WHAT YOU ARE ASKED TO DO: A verbatim transcription of the listing below is required, without its pictures.

--

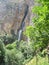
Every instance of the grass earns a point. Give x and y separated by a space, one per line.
41 61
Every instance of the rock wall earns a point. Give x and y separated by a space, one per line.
11 14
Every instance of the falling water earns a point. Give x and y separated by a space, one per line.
20 34
23 23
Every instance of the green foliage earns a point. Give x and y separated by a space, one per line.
39 32
13 55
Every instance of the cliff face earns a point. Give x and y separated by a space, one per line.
11 14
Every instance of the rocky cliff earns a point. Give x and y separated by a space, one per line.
11 14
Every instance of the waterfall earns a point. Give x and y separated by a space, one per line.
22 23
20 34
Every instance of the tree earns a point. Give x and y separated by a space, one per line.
39 33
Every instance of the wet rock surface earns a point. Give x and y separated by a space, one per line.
11 14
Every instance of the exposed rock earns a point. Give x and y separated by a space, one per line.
11 14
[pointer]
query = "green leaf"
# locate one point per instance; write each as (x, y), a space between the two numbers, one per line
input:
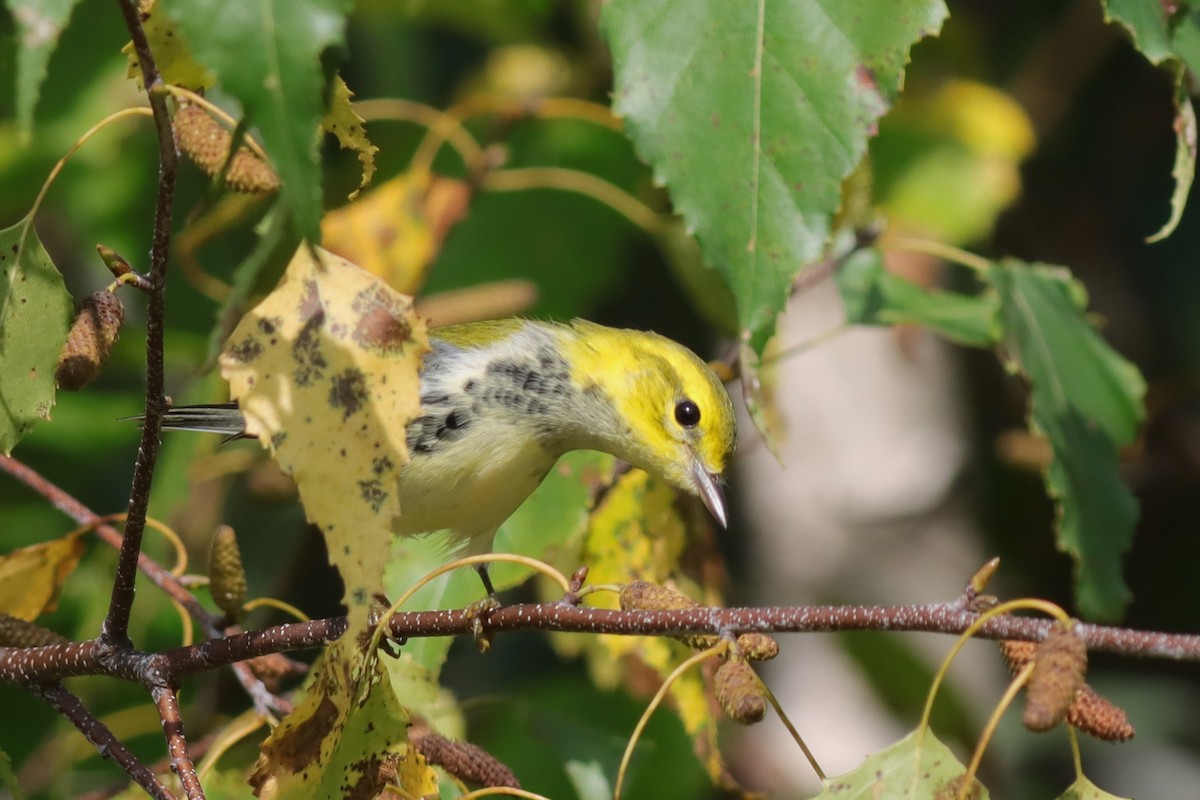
(1087, 401)
(35, 314)
(1185, 168)
(1084, 789)
(751, 114)
(1145, 20)
(875, 296)
(267, 53)
(915, 768)
(1146, 23)
(9, 779)
(39, 24)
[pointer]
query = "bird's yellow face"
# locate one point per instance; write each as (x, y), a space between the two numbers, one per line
(677, 419)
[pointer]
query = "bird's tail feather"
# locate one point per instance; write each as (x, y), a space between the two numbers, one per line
(219, 417)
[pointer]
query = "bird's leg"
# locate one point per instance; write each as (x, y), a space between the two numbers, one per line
(481, 569)
(481, 608)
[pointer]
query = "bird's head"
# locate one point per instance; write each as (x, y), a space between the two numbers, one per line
(671, 414)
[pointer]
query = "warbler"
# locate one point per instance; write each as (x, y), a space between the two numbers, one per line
(501, 401)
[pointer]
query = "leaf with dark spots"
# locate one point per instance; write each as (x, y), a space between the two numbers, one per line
(382, 322)
(245, 350)
(349, 392)
(310, 380)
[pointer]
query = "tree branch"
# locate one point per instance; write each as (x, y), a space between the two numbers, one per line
(114, 632)
(99, 734)
(181, 764)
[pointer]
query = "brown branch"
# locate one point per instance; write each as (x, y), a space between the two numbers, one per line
(213, 624)
(85, 516)
(939, 618)
(99, 734)
(52, 662)
(114, 632)
(181, 763)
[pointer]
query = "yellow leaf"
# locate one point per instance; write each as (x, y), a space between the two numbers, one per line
(30, 577)
(345, 122)
(339, 743)
(415, 776)
(325, 372)
(171, 53)
(396, 229)
(637, 534)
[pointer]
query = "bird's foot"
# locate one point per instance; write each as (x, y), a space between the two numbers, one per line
(478, 613)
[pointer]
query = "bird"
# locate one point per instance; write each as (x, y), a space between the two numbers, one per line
(501, 401)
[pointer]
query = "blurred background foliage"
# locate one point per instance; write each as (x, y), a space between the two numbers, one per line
(1027, 128)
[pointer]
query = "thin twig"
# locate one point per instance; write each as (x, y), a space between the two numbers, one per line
(114, 632)
(181, 763)
(211, 623)
(99, 734)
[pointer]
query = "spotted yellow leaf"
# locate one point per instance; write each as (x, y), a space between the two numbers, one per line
(342, 741)
(171, 53)
(396, 229)
(325, 372)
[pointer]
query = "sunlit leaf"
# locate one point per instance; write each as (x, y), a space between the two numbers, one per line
(1087, 401)
(268, 54)
(324, 371)
(172, 55)
(1084, 789)
(343, 122)
(31, 577)
(916, 768)
(35, 316)
(1146, 23)
(873, 295)
(396, 229)
(39, 25)
(339, 744)
(423, 696)
(751, 114)
(947, 161)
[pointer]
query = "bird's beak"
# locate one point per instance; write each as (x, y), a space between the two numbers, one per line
(709, 489)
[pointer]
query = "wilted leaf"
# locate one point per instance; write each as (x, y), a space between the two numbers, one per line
(343, 122)
(1087, 401)
(30, 577)
(396, 229)
(873, 295)
(268, 55)
(947, 162)
(916, 768)
(751, 114)
(337, 744)
(171, 53)
(35, 316)
(324, 371)
(637, 534)
(39, 25)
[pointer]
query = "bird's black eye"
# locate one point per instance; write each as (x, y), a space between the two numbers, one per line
(688, 414)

--

RESULT BELOW:
Every instance of the grass earns a point. Give x and y separated by a space, one per line.
41 61
Every instance of the rock wall earns a point. Give x and y separated by a space, one per line.
11 14
Every instance of the falling water earns a point. Give x and y separated by a space, one per line.
20 34
23 23
Every instance of the green foliage earns a point. Give x and y separated by a space, one per line.
39 32
13 55
Every instance of the cliff face earns a point. Give x and y separated by a space, one per line.
11 14
Every instance of the rocky cliff earns a point. Give x and y separated by a space, one per line.
11 14
Every instance of the waterfall earns a point. Give x and y separated by a space, one per line.
22 23
20 34
Every instance of the tree earns a point. Give x and y separated by a space, one per line.
39 33
Every instance of the wet rock surface earns a point. Give x and y separated by a space, one per line.
11 14
Every instance of the exposed rock earns a point. Give x and y separated by a space, one per line.
11 14
[pointer]
query = "green leaf"
# locate one point per instance; write each as (x, y), a space between the two numbers, one per line
input:
(1087, 401)
(35, 314)
(1185, 168)
(1084, 789)
(751, 114)
(1145, 20)
(875, 296)
(267, 53)
(915, 768)
(1146, 23)
(9, 779)
(39, 24)
[pointer]
query = "bird's yellow face"
# locate one point per instance; write each as (x, y), a space between the two numbers, one per line
(677, 419)
[pointer]
query = "bird's tail feather"
# locate one point per instance; write each as (x, y), a space between the two numbers, one per line
(219, 417)
[pointer]
query = "bird's leg"
# locate one point per instance; write each as (x, y), a space between the two numbers, one per line
(481, 569)
(481, 608)
[pointer]
query = "bird's head"
# locate one point per instance; write each as (x, y), a space between the two numbers, one per line
(671, 414)
[pointer]
query = "warbler"
# locate one point per instance; write each as (x, y), a space between the two numbers, one per line
(501, 401)
[pointer]
query = "leaf with dark spots"
# locate one point per instance; write each as (x, y), a space between the two numbers, one per line
(382, 322)
(245, 350)
(349, 392)
(310, 380)
[pointer]
query = "tree branch"
# locate one point per instance; write each as (x, y), a space between the two numbers, one per line
(114, 632)
(99, 734)
(181, 764)
[pointer]
query = "brown branch"
# locate one point per instance; write each as (x, y), a space between the two numbers, one per line
(213, 624)
(85, 516)
(939, 618)
(99, 734)
(52, 662)
(114, 632)
(181, 763)
[pointer]
query = "yellow leaf"
# locate one point per instance; write each as (x, y), a space between the two numbers, one per line
(30, 577)
(345, 122)
(339, 743)
(415, 776)
(325, 372)
(171, 53)
(396, 229)
(637, 534)
[pointer]
query = "bird's foot"
# locate one point per instance; write each as (x, y), a space between the two numbers, one per line
(478, 613)
[pointer]
query = "bird"
# locate one point per instance; write each as (x, y), a space between the two numbers, one per line
(501, 401)
[pointer]
query = "blurred background foliage"
# locate one point per instance; write each as (x, y), a space between the two numbers, one per line
(1027, 128)
[pointer]
query = "thin twig"
# locate one point per instance; write each as (x, y), a space between the two numbers, one per line
(114, 632)
(181, 763)
(211, 623)
(99, 734)
[pointer]
query = "spotted yellow leaf"
# locate one point per instance; write each as (x, y), a space between the two numbers, one per line
(342, 741)
(171, 53)
(396, 229)
(325, 372)
[pointer]
query = "sunlit leaf"
# locate one point per instance; write each as (x, y), a space between the two numbers, one per line
(1087, 401)
(268, 54)
(324, 371)
(172, 55)
(1084, 789)
(343, 122)
(31, 577)
(916, 768)
(35, 316)
(1146, 23)
(873, 295)
(396, 229)
(39, 25)
(339, 744)
(423, 696)
(751, 114)
(947, 161)
[pointer]
query = "bird's beak"
# locate one point per instance; write each as (x, y), a space between the two numbers, one per line
(709, 489)
[pointer]
query = "wilted leaf"
# locate one point per instance; write each as (x, y), a space between the two numbers, one per line
(343, 122)
(1087, 401)
(30, 577)
(396, 229)
(873, 295)
(268, 55)
(947, 162)
(916, 768)
(751, 114)
(337, 744)
(171, 53)
(35, 316)
(324, 371)
(637, 534)
(39, 25)
[pointer]
query = "bird's black eye"
# locate one point per instance; write each as (x, y), a space between the two numbers, one per line
(688, 414)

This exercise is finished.